• [WHAT THE TASK REQUIRES] Scan the data below for lines containing the string "that" and give only how many there are.

======== RECORDS SHOWN ========

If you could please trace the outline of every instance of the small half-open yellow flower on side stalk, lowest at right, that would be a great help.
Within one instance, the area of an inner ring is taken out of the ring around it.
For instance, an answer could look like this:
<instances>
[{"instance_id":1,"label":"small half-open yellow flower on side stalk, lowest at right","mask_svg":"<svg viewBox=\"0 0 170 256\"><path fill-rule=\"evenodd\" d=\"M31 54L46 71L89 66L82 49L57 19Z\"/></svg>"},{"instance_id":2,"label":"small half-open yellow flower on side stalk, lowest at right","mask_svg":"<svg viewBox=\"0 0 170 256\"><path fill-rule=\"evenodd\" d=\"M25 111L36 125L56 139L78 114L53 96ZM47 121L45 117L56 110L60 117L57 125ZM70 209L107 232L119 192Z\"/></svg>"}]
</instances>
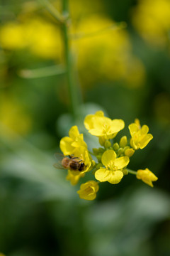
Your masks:
<instances>
[{"instance_id":1,"label":"small half-open yellow flower on side stalk, lowest at right","mask_svg":"<svg viewBox=\"0 0 170 256\"><path fill-rule=\"evenodd\" d=\"M157 176L155 176L152 171L149 171L149 169L145 170L138 170L137 171L137 178L142 179L143 182L147 183L147 185L152 186L152 181L157 181Z\"/></svg>"}]
</instances>

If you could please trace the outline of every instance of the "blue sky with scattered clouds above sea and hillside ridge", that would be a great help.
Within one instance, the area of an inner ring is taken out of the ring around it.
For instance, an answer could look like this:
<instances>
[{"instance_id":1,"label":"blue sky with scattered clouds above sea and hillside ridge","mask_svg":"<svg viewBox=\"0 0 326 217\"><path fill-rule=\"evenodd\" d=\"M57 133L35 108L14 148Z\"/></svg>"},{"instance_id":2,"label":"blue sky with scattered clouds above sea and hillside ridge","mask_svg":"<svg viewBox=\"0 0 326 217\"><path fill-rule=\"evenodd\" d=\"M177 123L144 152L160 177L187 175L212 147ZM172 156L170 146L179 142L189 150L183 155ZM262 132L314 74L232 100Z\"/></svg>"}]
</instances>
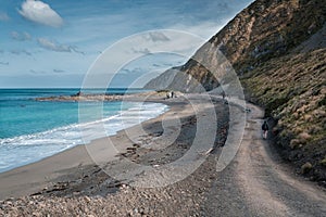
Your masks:
<instances>
[{"instance_id":1,"label":"blue sky with scattered clouds above sea and hillside ridge","mask_svg":"<svg viewBox=\"0 0 326 217\"><path fill-rule=\"evenodd\" d=\"M0 0L0 88L140 87L251 2Z\"/></svg>"}]
</instances>

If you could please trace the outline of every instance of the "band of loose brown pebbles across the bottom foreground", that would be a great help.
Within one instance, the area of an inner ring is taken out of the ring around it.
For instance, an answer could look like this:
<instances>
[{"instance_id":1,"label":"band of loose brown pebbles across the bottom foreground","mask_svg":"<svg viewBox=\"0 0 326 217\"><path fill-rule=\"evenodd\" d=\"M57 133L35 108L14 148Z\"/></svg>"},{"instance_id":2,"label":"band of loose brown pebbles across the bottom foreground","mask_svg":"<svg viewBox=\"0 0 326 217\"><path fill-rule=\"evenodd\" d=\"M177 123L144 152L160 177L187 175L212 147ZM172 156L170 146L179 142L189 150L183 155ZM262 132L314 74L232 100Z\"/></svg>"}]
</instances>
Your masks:
<instances>
[{"instance_id":1,"label":"band of loose brown pebbles across the bottom foreground","mask_svg":"<svg viewBox=\"0 0 326 217\"><path fill-rule=\"evenodd\" d=\"M215 170L204 168L204 173L197 174L197 177L190 176L180 182L158 189L135 189L126 183L122 183L116 193L109 193L101 196L99 196L98 193L93 193L96 194L93 195L87 192L87 189L83 189L80 192L74 192L74 189L71 189L70 196L55 196L54 193L53 196L26 196L21 201L11 199L12 202L9 200L5 202L0 201L0 203L9 205L14 203L14 206L23 204L25 206L24 209L17 210L16 216L24 216L24 214L30 215L32 213L34 213L35 216L49 217L50 214L51 216L86 217L180 216L180 214L184 214L183 212L185 212L186 216L193 216L196 212L199 212L202 205L203 197L200 194L204 194L204 192L208 191L203 188L203 182L206 182L211 177L214 179L212 175L213 171ZM100 186L95 184L92 192L98 192L98 188L100 188ZM196 197L196 200L189 200L189 197ZM13 210L13 207L9 205L3 208L4 212ZM79 209L79 207L83 208L83 210ZM45 213L49 214L46 215Z\"/></svg>"}]
</instances>

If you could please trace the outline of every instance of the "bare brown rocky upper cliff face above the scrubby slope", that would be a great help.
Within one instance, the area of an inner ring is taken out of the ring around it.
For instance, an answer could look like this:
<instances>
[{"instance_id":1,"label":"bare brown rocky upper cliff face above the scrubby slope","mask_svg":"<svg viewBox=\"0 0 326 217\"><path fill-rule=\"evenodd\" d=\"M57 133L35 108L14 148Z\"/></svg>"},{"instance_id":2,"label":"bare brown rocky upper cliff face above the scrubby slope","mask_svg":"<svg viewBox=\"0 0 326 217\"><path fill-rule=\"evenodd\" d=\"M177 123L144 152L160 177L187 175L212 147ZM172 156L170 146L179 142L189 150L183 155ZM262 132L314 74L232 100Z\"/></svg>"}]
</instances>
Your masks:
<instances>
[{"instance_id":1,"label":"bare brown rocky upper cliff face above the scrubby slope","mask_svg":"<svg viewBox=\"0 0 326 217\"><path fill-rule=\"evenodd\" d=\"M200 82L206 90L218 86L208 69L218 67L216 50L223 52L240 76L273 58L287 54L323 27L325 5L325 0L256 0L203 44L180 68L179 74L191 76L188 78L184 75L180 78L187 77L186 82L192 84L192 88L180 87L185 80L181 82L177 77L168 87L196 91L196 82Z\"/></svg>"}]
</instances>

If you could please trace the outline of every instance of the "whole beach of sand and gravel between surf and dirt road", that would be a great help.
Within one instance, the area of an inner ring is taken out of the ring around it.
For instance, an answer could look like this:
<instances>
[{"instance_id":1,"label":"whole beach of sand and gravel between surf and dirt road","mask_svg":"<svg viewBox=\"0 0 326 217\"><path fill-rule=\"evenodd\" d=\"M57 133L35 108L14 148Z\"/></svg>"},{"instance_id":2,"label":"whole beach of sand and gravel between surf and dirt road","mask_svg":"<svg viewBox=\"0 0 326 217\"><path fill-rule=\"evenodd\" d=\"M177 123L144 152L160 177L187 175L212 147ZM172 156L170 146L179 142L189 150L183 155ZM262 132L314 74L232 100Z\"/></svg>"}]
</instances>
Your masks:
<instances>
[{"instance_id":1,"label":"whole beach of sand and gravel between surf and dirt road","mask_svg":"<svg viewBox=\"0 0 326 217\"><path fill-rule=\"evenodd\" d=\"M200 213L218 176L215 157L227 139L228 105L200 94L147 101L165 102L171 110L115 136L0 174L0 216ZM164 184L164 179L171 182Z\"/></svg>"}]
</instances>

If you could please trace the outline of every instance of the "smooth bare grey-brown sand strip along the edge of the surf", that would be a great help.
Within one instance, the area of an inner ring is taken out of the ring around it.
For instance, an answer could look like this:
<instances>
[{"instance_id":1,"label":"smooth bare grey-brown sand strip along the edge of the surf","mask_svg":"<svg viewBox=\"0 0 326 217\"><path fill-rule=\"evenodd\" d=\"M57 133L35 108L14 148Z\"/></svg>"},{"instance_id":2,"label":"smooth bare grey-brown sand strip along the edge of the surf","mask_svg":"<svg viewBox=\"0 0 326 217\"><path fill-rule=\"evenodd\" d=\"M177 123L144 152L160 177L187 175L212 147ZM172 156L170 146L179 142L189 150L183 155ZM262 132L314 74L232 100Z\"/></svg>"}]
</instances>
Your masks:
<instances>
[{"instance_id":1,"label":"smooth bare grey-brown sand strip along the edge of the surf","mask_svg":"<svg viewBox=\"0 0 326 217\"><path fill-rule=\"evenodd\" d=\"M143 97L143 95L142 95ZM148 97L148 95L147 95ZM134 98L133 101L141 101L143 98ZM179 101L179 100L175 100ZM168 116L179 110L183 106L184 102L171 102L162 99L161 95L149 97L146 99L146 102L152 103L162 103L170 106L170 110L160 114L155 118L151 118L139 125L127 128L128 130L133 128L138 128L141 125L151 125L153 122L158 122L162 119L164 116ZM90 141L87 144L78 144L76 146L72 146L63 152L59 152L54 155L45 157L40 161L20 166L8 171L3 171L0 174L0 200L4 200L7 197L18 197L28 194L33 194L37 191L41 191L47 189L50 183L53 181L65 181L68 179L74 179L77 176L78 170L84 170L86 167L91 167L95 165L93 161L89 156L87 152L86 145L99 146L98 149L103 149L101 144L105 143L108 138L116 139L124 135L126 129L117 131L115 135L104 138L99 138ZM137 131L137 130L136 130ZM127 148L133 146L133 144L127 144L127 141L118 142L121 152L127 150ZM109 157L109 162L115 161L118 157L115 155L111 155ZM108 161L108 159L105 159ZM85 167L85 168L84 168ZM65 170L74 170L77 171L76 176L73 177L63 177L62 175L66 175ZM84 173L84 171L83 171Z\"/></svg>"}]
</instances>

========

• [ANSWER TO THIS TASK] 6